**DIRECTIONS FOR THIS TASK:** Reproduce every row below character for character, leaving the pictures out of your answer.

**Position annotation records:**
(begin)

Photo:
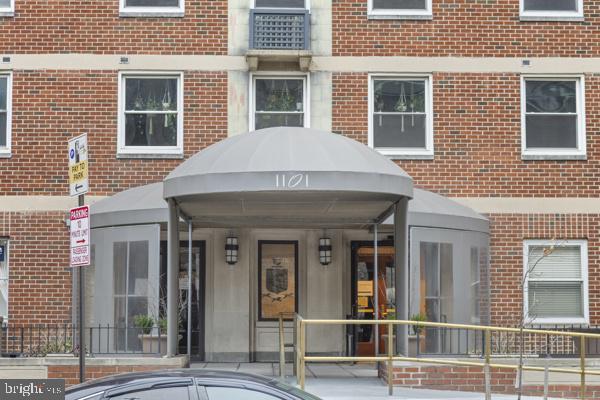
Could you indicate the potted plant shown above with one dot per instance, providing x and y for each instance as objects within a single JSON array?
[
  {"x": 153, "y": 340},
  {"x": 417, "y": 336}
]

(end)

**WRITTEN ANSWER:**
Photo:
Could you indicate the potted plant shown above with one dot per instance, providing x and y for each instance as objects within a single JSON array?
[
  {"x": 153, "y": 340},
  {"x": 417, "y": 336}
]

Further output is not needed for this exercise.